** REQUIREMENT 1 **
Render the saved data entries between the line holding "Note: spot the metal railing on" and the line holding "<point>271,230</point>", inclusive, as a Markdown table with the columns Row and Line, skipping any blank lines.

Starting a centre-based ECE service
This is a guide for service providers interested in establishing a licensed early childhood education (ECE) and care centre. Please make sure you read the whole document before taking further steps to establishing your ECE service.
Licensing Criteria Cover
Preparing policies, procedures and processes
We suggest you do the following:
- Read the licensing criteria booklet that applies to your service type to identify which policies are required.
- Write drafts of documentation required for licensing and other policies, procedures and processes you think would be useful. If your service is part of an umbrella organisation it may require additional documentation or have examples you can adapt.
- Consider how you will ensure that your service operates in accordance with the regulations and licensing criteria, and have documentation to reflect this.
- Contact your local Ministry of Education office to have a New Centre Licensing pack, which includes the probationary licence application (EC/1C), sent to you. It is helpful to have the form at this stage as some of your documentation of policies, procedures and processes need to be submitted as part of the application. The other policies, procedures and processes will be looked at later, on site, when your service is visited by the Ministry of Education as part of the licensing process.
Why have policies?
Policies identify agreed processes and procedures that ensure:
- key legislative requirements are met;
- those involved in the service have a shared understanding of agreed processes and procedures so that these are consistent, safe and appropriate; and
- those involved in the service have the opportunity to discuss policy and suggest change through regular review processes.
What is required?
The Education (Early Childhood Services) Regulations 2008 apply to all licensed services. The regulations require services to formulate certain policies, processes and procedures.
Read the regulations to clarify what is actually required and from there determine what policies you will need. An ECE service’s policies will reflect its individual philosophy, values and style of operation. ECE services also need to develop their own policies and procedures to meet other legislative requirements.
Are policies legally binding?
Policies are not legally binding. They reflect an individual ECE service’s agreed practice, and can be reviewed and changed by the service. Staff, parents and others in the service may agree to follow the service’s policy (and any future changes to policy) when they are employed or when their child is enrolled.
In this way they become binding to those staff and parents, and the service could dismiss an employee or cancel an enrolment if a policy is not followed. A court of law could not do the same because it only deals with breaches of regulations or law.
Can we copy from other services?
Policies from other ECE services can give you good ideas to think about as you write your own. However, do remember that all services and communities have different structures, beliefs, values and expectations. It is important that your policies are relevant to your service. If you don’t like a policy you already have, discuss it and change it.
Your policies should work for you!

Saved data entries
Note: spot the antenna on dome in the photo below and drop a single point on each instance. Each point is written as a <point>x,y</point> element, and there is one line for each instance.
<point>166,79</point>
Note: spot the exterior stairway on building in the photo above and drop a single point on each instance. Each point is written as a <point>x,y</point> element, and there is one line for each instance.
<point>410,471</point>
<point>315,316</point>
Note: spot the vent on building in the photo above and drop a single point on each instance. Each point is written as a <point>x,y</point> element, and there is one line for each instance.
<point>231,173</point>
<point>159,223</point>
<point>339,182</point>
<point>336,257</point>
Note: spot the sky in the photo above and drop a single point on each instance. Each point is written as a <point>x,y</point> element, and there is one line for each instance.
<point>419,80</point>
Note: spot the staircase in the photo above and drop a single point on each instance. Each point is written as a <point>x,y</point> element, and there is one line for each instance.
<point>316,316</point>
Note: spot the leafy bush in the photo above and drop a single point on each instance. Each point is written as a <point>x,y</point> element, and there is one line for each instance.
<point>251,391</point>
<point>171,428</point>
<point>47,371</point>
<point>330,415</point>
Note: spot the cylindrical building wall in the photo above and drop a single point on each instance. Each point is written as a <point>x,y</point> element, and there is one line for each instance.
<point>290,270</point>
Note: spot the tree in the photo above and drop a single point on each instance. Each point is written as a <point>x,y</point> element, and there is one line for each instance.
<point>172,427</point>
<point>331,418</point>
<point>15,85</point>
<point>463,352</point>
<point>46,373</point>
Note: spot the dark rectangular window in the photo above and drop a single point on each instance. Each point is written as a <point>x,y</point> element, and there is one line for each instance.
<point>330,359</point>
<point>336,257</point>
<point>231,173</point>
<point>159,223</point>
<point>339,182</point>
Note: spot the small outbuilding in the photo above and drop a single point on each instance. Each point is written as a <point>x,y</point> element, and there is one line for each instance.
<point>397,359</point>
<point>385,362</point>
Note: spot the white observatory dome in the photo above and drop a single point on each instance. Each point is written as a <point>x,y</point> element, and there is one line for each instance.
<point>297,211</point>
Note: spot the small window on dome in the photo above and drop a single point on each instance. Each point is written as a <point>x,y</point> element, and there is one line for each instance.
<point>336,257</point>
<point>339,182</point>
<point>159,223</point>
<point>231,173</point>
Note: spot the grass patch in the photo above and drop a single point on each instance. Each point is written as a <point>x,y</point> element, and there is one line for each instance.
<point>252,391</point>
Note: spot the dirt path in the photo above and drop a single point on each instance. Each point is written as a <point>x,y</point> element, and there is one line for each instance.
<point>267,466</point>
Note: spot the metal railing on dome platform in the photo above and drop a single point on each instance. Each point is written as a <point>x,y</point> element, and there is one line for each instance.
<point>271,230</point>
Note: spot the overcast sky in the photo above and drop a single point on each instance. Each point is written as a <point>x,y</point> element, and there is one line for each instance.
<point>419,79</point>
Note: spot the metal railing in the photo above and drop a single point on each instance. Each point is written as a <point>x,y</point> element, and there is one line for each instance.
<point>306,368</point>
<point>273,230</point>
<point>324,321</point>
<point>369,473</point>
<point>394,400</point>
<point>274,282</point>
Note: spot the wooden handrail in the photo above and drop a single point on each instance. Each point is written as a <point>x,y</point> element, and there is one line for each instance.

** REQUIREMENT 2 **
Summarize the guide on starting a centre-based ECE service in two sentences.

** COMPLETE RESPONSE 1 **
| Row | Line |
|---|---|
| 1 | Note: spot the metal railing on dome platform in the photo above and drop a single point on each instance. Each point is written as a <point>x,y</point> element, and there is one line for each instance. |
| 2 | <point>271,230</point> |

** COMPLETE RESPONSE 2 **
The guide advises those setting up a licensed early childhood education and care centre to read the applicable licensing criteria and regulations, draft the required policies, procedures and processes, and have a New Centre Licensing pack sent from their local Ministry of Education office. It explains that policies are not legally binding but can become binding on staff and parents who agree to follow them, and that policies from other services can offer ideas but should be made relevant to the service's own needs.